● Task material
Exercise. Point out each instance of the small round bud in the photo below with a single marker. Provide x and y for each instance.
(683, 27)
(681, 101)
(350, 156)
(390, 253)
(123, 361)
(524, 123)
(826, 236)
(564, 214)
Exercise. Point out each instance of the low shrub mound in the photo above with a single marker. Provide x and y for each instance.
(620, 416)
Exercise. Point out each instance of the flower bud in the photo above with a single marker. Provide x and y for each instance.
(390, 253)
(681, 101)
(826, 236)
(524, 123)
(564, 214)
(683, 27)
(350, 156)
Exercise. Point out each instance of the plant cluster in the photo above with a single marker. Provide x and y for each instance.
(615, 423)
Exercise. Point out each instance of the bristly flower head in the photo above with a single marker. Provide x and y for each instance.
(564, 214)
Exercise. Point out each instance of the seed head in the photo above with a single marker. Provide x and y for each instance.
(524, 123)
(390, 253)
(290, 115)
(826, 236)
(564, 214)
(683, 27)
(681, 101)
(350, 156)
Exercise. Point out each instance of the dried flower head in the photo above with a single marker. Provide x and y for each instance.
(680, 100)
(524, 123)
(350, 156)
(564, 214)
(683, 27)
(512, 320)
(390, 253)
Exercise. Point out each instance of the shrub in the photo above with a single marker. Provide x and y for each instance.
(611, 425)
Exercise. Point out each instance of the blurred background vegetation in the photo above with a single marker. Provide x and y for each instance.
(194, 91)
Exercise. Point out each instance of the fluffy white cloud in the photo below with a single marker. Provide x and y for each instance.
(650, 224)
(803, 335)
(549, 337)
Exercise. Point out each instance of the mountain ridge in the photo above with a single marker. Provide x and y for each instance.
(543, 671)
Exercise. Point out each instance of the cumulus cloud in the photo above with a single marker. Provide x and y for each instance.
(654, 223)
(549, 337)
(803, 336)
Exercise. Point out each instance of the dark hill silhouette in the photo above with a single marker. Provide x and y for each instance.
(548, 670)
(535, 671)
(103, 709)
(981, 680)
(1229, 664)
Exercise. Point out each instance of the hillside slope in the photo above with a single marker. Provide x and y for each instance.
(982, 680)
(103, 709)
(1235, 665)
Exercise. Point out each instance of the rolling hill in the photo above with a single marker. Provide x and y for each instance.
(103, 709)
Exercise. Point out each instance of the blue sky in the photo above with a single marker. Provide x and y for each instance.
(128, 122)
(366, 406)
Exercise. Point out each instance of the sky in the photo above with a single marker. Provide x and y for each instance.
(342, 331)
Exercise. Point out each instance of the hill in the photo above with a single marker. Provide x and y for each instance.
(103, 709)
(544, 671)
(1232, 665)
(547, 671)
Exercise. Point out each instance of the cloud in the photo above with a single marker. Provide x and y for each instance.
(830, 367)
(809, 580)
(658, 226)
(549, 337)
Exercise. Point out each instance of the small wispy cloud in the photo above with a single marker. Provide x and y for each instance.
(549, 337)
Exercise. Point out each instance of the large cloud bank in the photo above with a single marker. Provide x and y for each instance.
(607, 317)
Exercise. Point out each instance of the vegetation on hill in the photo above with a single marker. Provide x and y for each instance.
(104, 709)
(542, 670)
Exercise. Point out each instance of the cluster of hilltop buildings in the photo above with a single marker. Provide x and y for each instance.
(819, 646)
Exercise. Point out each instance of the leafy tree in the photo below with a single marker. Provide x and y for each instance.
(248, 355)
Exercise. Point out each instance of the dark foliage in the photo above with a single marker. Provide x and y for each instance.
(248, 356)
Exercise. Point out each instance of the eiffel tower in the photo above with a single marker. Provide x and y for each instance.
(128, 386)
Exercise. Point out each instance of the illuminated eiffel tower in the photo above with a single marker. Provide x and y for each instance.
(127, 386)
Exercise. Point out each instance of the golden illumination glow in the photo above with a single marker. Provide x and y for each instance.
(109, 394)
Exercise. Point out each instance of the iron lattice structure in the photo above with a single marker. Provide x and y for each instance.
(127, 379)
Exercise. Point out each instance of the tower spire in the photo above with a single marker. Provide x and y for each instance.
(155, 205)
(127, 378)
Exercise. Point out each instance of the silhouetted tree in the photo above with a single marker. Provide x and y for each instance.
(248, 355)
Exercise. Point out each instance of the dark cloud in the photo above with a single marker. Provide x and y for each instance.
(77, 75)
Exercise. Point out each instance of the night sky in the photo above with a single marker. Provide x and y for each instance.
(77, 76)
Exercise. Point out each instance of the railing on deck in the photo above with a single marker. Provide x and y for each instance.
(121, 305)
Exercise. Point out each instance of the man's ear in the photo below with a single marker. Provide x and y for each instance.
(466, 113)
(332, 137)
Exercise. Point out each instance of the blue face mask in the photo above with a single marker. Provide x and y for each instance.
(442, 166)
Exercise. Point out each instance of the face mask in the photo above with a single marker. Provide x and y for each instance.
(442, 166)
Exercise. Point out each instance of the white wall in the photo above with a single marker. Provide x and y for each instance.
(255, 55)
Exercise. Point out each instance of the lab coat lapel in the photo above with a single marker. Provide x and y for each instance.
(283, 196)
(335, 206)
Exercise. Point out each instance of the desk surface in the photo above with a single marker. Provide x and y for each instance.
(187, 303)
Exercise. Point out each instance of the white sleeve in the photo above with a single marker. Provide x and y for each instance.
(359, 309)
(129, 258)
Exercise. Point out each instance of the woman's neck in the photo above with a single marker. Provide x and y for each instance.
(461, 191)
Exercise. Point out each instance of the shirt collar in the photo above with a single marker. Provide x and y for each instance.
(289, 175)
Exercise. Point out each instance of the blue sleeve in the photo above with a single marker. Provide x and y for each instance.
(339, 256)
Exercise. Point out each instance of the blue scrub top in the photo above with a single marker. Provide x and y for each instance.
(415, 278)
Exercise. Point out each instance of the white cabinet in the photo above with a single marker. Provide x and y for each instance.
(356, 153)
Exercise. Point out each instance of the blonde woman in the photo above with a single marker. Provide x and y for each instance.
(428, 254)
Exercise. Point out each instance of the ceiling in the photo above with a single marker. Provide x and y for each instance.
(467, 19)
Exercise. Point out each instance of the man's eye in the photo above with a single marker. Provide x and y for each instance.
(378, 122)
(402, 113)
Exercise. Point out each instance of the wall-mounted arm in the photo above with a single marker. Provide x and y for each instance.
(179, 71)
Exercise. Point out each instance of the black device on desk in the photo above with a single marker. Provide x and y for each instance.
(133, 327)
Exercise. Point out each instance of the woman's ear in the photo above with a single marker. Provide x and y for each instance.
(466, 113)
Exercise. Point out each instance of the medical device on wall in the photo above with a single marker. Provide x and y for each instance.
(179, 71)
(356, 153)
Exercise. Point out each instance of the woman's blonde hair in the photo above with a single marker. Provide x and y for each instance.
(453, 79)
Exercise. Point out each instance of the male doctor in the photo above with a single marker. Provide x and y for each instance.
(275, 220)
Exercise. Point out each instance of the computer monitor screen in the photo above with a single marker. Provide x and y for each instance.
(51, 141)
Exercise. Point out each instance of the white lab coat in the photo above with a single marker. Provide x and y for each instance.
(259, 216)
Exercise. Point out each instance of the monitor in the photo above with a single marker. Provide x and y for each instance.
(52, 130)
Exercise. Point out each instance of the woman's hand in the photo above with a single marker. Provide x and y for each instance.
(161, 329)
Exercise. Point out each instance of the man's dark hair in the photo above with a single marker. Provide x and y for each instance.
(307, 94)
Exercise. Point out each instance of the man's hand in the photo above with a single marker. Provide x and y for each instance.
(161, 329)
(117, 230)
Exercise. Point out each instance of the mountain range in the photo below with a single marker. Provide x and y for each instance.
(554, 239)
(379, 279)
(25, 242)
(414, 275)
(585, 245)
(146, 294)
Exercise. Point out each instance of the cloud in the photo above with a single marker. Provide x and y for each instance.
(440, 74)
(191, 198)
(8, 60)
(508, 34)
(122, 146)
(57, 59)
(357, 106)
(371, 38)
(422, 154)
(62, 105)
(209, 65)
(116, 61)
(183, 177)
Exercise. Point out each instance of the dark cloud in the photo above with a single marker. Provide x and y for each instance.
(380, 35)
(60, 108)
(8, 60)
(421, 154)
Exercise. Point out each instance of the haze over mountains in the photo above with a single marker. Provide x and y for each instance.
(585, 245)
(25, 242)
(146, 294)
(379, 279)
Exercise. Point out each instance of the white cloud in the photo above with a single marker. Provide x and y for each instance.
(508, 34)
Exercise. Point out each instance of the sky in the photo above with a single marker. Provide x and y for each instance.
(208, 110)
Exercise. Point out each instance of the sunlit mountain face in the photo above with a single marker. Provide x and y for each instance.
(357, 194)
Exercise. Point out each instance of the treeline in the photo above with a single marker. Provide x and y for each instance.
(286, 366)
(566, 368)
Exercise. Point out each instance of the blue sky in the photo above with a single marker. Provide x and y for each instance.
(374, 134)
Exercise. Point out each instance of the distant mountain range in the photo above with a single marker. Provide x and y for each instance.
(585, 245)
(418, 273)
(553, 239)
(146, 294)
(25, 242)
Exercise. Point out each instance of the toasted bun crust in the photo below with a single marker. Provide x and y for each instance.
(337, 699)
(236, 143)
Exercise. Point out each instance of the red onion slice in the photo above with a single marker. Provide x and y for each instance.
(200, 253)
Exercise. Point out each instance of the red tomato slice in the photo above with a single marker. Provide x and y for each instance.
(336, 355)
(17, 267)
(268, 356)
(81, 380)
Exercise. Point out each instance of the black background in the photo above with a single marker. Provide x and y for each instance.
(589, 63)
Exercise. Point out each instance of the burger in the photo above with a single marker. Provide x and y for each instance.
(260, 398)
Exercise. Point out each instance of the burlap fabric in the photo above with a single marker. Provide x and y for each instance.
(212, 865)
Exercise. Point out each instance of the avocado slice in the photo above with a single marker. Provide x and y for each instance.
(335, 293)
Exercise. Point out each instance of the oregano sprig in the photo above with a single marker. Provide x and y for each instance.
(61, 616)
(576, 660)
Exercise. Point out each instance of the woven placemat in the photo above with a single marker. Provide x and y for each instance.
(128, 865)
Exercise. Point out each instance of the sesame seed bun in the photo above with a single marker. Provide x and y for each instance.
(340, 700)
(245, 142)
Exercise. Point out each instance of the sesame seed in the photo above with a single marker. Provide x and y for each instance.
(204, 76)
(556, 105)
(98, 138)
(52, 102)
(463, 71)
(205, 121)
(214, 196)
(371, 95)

● Exercise requirements
Return exactly the lines from the line bearing "Exercise. Point out each instance of the distant" to the end of the records, inclusive of both; include no other lines.

● Problem solution
Exercise. Point out each instance of the distant mountain range in the photo above with a single marker. Provide x and y for each instance.
(585, 245)
(418, 273)
(553, 239)
(146, 294)
(25, 242)
Exercise. Point out each instance of the toasted bun crust in the photo below with a single marker. Provide x and y for each instance.
(337, 699)
(236, 143)
Exercise. Point out each instance of the red onion slice in the photo above with a single marker. Provide x and y for each instance.
(200, 253)
Exercise. Point out each instance of the red tomato slice in the photo above with a single marker. Provide x and y for each instance.
(336, 355)
(17, 267)
(268, 356)
(81, 380)
Exercise. Point out each instance of the black background in the photo above with a single marker. Provide x and y for each instance.
(589, 63)
Exercise. Point out each instance of the burger in the photo above with a single marker. Provide x and y for each instance.
(260, 398)
Exercise. Point out each instance of the burlap fabric in the photo above with a single marker. Provide x and y for each instance.
(212, 865)
Exercise. Point out each instance of the avocado slice in the photo above with a single marker. Provide x and y for each instance.
(335, 293)
Exercise. Point out each instance of the oregano sprig in the photo above with a single marker. Provide x and y for each instance.
(61, 616)
(576, 660)
Exercise. Point out each instance of the woven placemat in the photo above with a single marker. Provide x and y for each instance.
(128, 865)
Exercise. Point out each instance of the sesame seed bun in the photo above with a single marker. Provide x and y for each instance.
(340, 700)
(245, 142)
Exercise. Point out each instance of the sesame seed in the photo above with a single marker. Provide x and y for each instance.
(204, 76)
(556, 105)
(98, 138)
(52, 102)
(463, 71)
(205, 121)
(214, 196)
(371, 95)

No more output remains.